* YOUR OBJECTIVE
Give back every line of the data, word for word.
:: AVAILABLE DATA ::
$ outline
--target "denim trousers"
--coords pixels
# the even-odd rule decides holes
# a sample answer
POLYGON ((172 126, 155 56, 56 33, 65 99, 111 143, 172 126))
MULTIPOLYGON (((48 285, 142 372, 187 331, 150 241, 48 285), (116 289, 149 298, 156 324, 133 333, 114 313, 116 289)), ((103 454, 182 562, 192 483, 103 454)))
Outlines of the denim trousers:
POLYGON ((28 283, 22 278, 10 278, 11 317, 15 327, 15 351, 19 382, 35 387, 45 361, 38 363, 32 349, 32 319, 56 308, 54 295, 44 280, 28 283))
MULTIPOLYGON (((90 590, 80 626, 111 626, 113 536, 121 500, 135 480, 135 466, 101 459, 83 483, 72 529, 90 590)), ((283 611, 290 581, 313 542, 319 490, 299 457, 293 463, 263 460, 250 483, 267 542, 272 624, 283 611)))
:::
* SOLUTION BELOW
$ outline
--target "denim trousers"
--coords pixels
# the even-odd rule decides holes
# a sample answer
POLYGON ((172 126, 155 56, 56 33, 65 99, 111 143, 172 126))
MULTIPOLYGON (((48 285, 142 372, 187 331, 150 241, 48 285), (116 289, 149 298, 156 324, 133 333, 114 313, 116 289)), ((103 454, 182 562, 192 483, 103 454)))
Outlines of the denim trousers:
POLYGON ((28 283, 22 278, 10 278, 11 317, 15 327, 15 351, 19 382, 35 387, 45 361, 38 363, 32 349, 32 319, 56 308, 54 295, 44 280, 28 283))
MULTIPOLYGON (((90 590, 80 626, 111 626, 113 536, 121 500, 135 480, 135 466, 101 459, 83 483, 72 529, 90 590)), ((283 611, 290 581, 313 542, 319 490, 299 457, 293 463, 263 460, 250 483, 267 542, 272 624, 283 611)))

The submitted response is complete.